Text under study START

It seemed shortly before the Board session on the Iranian nuclear program that the IAEA did not know what to do with the dossier. The United States was all for sending it to the UN Security Council but did not know what to do with it there. John Bolton, the U.S. Ambassador to the United Nations, who had addressed the Washington conference of the American Israel Public Affairs Committee (AIPAC), a special interest group that lobbies the United States government on behalf of Israeli-American interests, said the Bush administration would not insist on an emergency hearing of the issue of economic sanctions against Iran in the Security Council.

However, it was clear that Russia, which wants to remain the exclusive negotiator at the talks with Tehran, would not forego its nuclear, energy and military technical interests in relations with Iran. And for China Iran is the main provider of hydrocarbons.

The goal of Moscow and Beijing is to convince the IAEA to keep the Iranian dossier for at least a month, so that they would have the time to convince the majority of governors that Iran has not rejected Russia's initiative of enriching uranium for the Iranian nuclear power plants in Russia. If Iran decides to reopen discussions and resumes its uranium enrichment and research moratorium, the possibility of sending the dossier to the UN would be taken off the agenda, at least for some time.

However, Iran decided to demonstrate its resolve to go the whole way, using well-worn rhetoric to defend its right to create a full nuclear cycle. Iran might revise its attitude to the IAEA if the world's powers use the organization as an instrument of political pressure, President Mahmoud Ahmadinejad said at a government sitting Monday. This means that if the dossier is sent to the UN, Tehran will deny access its nuclear facilities to IAEA inspectors and announce the beginning of commercial uranium enrichment.

What has happened in Vienna? France, Germany and Britain demonstrated readiness for compromise with Iran and also refused to support the American position unconditionally.

Text under study END

## [What is being asked]
Copy out the entire passage on the Iranian nuclear dossier word for word. None of the material that comes next is needed for this work.

Entries provided START

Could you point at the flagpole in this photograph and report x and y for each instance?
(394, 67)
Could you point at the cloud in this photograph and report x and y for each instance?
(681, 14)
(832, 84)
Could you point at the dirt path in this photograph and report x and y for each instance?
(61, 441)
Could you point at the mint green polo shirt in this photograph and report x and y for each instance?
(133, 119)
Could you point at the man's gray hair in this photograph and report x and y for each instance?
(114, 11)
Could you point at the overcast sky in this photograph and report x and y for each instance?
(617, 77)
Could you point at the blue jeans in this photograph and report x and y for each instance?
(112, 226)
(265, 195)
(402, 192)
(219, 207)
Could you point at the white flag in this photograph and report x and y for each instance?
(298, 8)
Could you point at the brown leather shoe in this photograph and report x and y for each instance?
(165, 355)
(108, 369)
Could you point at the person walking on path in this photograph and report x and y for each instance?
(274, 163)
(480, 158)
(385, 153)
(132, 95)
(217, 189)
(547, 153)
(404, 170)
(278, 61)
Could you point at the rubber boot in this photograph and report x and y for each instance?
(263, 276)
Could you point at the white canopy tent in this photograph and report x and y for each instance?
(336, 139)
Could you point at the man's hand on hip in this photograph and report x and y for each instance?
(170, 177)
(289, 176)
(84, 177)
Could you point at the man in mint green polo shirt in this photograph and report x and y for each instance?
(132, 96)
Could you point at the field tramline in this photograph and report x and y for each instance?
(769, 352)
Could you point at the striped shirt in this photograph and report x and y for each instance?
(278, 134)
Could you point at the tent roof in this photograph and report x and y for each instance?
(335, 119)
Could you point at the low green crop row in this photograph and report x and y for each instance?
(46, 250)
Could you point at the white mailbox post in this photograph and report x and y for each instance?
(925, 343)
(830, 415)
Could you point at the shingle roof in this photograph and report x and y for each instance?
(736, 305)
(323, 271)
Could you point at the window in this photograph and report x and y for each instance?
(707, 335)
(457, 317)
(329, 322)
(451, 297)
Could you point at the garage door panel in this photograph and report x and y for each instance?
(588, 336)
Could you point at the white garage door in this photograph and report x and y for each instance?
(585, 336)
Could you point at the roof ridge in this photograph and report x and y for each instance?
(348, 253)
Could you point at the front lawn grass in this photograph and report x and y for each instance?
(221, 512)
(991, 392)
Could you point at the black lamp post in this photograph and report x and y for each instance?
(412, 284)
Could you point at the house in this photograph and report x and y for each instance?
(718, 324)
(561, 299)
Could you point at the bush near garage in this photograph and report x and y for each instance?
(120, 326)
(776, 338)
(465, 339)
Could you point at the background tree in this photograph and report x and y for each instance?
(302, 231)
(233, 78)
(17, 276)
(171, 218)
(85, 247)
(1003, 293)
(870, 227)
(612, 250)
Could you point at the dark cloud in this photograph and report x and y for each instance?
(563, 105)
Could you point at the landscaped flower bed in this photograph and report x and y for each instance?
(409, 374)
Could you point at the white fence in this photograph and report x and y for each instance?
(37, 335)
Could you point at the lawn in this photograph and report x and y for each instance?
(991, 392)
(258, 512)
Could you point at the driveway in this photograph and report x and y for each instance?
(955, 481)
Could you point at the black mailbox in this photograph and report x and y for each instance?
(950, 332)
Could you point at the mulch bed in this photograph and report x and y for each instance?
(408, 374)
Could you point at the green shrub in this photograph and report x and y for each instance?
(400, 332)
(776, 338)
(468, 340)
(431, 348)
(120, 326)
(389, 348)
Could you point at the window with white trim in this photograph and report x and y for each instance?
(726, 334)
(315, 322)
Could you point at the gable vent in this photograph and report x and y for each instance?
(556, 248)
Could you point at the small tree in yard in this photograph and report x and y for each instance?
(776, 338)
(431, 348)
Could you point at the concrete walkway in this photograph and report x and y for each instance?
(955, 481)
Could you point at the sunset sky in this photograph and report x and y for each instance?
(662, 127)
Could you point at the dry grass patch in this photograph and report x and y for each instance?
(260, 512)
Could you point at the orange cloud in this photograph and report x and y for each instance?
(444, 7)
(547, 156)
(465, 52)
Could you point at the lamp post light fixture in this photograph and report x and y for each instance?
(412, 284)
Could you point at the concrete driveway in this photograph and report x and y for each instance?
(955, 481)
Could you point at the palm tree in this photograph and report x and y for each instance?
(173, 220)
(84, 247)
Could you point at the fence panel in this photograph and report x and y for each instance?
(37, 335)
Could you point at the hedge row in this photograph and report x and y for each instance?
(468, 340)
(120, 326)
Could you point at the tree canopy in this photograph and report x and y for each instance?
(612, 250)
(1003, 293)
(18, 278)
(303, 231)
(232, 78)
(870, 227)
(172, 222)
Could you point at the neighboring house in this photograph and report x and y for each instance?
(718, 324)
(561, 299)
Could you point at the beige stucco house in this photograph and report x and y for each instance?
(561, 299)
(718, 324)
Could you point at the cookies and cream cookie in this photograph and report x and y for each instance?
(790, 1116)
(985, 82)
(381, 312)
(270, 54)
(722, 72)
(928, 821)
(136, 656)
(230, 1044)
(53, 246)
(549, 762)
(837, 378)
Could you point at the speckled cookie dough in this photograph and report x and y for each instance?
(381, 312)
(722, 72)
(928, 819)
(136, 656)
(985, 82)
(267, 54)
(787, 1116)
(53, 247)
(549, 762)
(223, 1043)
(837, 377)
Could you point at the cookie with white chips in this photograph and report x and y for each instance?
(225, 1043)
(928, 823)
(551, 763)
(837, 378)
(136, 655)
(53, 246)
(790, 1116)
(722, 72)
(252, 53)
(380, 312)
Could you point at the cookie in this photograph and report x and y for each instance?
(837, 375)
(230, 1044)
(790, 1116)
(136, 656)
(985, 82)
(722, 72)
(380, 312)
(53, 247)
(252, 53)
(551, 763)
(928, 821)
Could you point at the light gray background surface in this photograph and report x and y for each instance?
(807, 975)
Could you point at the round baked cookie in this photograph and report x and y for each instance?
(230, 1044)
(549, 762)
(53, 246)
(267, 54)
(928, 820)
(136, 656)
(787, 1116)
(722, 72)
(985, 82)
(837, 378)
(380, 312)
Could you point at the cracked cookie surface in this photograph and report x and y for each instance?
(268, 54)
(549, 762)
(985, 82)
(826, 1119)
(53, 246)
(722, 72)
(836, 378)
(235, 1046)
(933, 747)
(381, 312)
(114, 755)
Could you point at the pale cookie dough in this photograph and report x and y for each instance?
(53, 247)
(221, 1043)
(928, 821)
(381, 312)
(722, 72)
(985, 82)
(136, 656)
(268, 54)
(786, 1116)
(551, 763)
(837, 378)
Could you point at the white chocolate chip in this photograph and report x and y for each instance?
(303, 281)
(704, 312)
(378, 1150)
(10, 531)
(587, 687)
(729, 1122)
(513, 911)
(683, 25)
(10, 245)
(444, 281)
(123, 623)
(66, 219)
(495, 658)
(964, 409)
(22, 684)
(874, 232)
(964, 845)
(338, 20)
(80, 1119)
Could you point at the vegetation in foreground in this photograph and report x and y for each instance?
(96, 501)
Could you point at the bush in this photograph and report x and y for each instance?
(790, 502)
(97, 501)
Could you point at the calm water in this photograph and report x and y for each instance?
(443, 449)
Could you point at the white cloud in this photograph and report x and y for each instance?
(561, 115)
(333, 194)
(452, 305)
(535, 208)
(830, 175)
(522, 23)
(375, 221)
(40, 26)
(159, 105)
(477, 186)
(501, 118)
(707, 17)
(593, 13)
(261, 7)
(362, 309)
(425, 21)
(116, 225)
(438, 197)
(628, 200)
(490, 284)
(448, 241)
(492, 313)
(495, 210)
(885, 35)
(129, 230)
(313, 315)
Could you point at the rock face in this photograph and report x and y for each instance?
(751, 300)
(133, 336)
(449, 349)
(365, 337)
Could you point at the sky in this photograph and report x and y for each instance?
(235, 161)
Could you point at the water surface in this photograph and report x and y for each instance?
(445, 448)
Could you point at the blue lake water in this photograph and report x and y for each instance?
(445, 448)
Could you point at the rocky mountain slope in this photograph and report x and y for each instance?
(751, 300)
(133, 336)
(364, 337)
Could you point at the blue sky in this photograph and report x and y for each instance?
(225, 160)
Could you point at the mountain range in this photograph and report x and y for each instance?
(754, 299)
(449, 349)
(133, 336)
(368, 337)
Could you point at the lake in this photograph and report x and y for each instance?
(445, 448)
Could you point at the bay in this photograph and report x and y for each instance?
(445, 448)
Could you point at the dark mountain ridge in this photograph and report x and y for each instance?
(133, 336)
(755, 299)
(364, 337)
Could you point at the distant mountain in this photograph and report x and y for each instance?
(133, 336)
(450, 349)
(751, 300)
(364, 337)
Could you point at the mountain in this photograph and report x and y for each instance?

Entries provided END

## [Answer for the task]
It seemed shortly before the Board session on the Iranian nuclear program that the IAEA did not know what to do with the dossier. The United States was all for sending it to the UN Security Council but did not know what to do with it there. John Bolton, the U.S. Ambassador to the United Nations, who had addressed the Washington conference of the American Israel Public Affairs Committee (AIPAC), a special interest group that lobbies the United States government on behalf of Israeli-American interests, said the Bush administration would not insist on an emergency hearing of the issue of economic sanctions against Iran in the Security Council.

However, it was clear that Russia, which wants to remain the exclusive negotiator at the talks with Tehran, would not forego its nuclear, energy and military technical interests in relations with Iran. And for China Iran is the main provider of hydrocarbons.

The goal of Moscow and Beijing is to convince the IAEA to keep the Iranian dossier for at least a month, so that they would have the time to convince the majority of governors that Iran has not rejected Russia's initiative of enriching uranium for the Iranian nuclear power plants in Russia. If Iran decides to reopen discussions and resumes its uranium enrichment and research moratorium, the possibility of sending the dossier to the UN would be taken off the agenda, at least for some time.

However, Iran decided to demonstrate its resolve to go the whole way, using well-worn rhetoric to defend its right to create a full nuclear cycle. Iran might revise its attitude to the IAEA if the world's powers use the organization as an instrument of political pressure, President Mahmoud Ahmadinejad said at a government sitting Monday. This means that if the dossier is sent to the UN, Tehran will deny access its nuclear facilities to IAEA inspectors and announce the beginning of commercial uranium enrichment.

What has happened in Vienna? France, Germany and Britain demonstrated readiness for compromise with Iran and also refused to support the American position unconditionally.